# Extrait
★ ★ ★ ★

Introduction

Au cours de l’année 2003, l’enquête « Information et Vie Quotidienne » conduite par l’INSEE (voir Besse, 2004 ; Murat, 2004) a mis en place un protocole destiné à quantifier le phénomène de l’illettrisme à l’échelon national. Les personnes de l’échantillon rencontrées au cours de l’enquête ont eu à résoudre une série de problèmes proches de la vie quotidienne, impliquant le traitement de l’Ecrit 1 , en vue de tester leurs compétences en lecture et écriture, mais aussi en compréhension orale et en numératie (calcul). Cette enquête a permis d’estimer que 7% des personnes âgées de 18 à 65 ans, nées en France et de langue maternelle française, éprouvent des difficultés face à l’Ecrit. Nous nous sommes arrêtée à deux conclusions de cette enquête.

★ ★ ★ ★

# Consigne
Recopiez l’extrait de « Introduction » à « de cette enquête. » en substituant « étude » à « enquête », s’il vous plaît.

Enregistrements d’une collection
★ ★ ★ ★

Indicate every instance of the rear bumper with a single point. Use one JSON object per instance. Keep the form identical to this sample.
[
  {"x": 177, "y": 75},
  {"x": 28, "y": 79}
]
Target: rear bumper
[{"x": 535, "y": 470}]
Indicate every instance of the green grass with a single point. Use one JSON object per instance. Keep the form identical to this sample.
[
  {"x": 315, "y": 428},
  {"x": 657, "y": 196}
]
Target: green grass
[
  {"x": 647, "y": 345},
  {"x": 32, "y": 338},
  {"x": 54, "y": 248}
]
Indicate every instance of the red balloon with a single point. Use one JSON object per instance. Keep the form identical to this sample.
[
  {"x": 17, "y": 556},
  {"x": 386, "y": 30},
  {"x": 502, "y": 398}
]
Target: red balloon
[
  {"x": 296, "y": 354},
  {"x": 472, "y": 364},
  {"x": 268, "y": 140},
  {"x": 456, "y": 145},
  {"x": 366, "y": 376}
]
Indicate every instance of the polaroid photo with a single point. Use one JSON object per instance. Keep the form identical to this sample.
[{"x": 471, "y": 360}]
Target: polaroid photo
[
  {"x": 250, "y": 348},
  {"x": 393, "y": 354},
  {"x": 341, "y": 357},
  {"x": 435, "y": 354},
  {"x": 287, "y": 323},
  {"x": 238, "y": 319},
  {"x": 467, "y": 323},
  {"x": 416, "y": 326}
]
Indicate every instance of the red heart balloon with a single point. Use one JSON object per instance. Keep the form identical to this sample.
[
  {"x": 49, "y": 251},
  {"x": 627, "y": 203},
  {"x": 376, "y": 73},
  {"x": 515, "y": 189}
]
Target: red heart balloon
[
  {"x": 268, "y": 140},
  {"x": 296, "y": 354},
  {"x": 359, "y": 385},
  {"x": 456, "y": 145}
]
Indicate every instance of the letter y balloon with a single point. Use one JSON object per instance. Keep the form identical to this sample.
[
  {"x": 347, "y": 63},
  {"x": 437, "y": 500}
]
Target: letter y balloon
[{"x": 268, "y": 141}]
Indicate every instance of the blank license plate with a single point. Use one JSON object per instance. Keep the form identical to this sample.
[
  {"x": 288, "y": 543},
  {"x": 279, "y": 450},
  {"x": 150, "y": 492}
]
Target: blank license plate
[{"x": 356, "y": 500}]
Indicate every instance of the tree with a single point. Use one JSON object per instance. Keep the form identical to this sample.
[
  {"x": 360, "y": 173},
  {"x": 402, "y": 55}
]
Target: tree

★ ★ ★ ★

# Réponse
Introduction

Au cours de l’année 2003, l’étude « Information et Vie Quotidienne » conduite par l’INSEE (voir Besse, 2004 ; Murat, 2004) a mis en place un protocole destiné à quantifier le phénomène de l’illettrisme à l’échelon national. Les personnes de l’échantillon rencontrées au cours de l’étude ont eu à résoudre une série de problèmes proches de la vie quotidienne, impliquant le traitement de l’Ecrit 1 , en vue de tester leurs compétences en lecture et écriture, mais aussi en compréhension orale et en numératie (calcul). Cette étude a permis d’estimer que 7% des personnes âgées de 18 à 65 ans, nées en France et de langue maternelle française, éprouvent des difficultés face à l’Ecrit. Nous nous sommes arrêtée à deux conclusions de cette étude.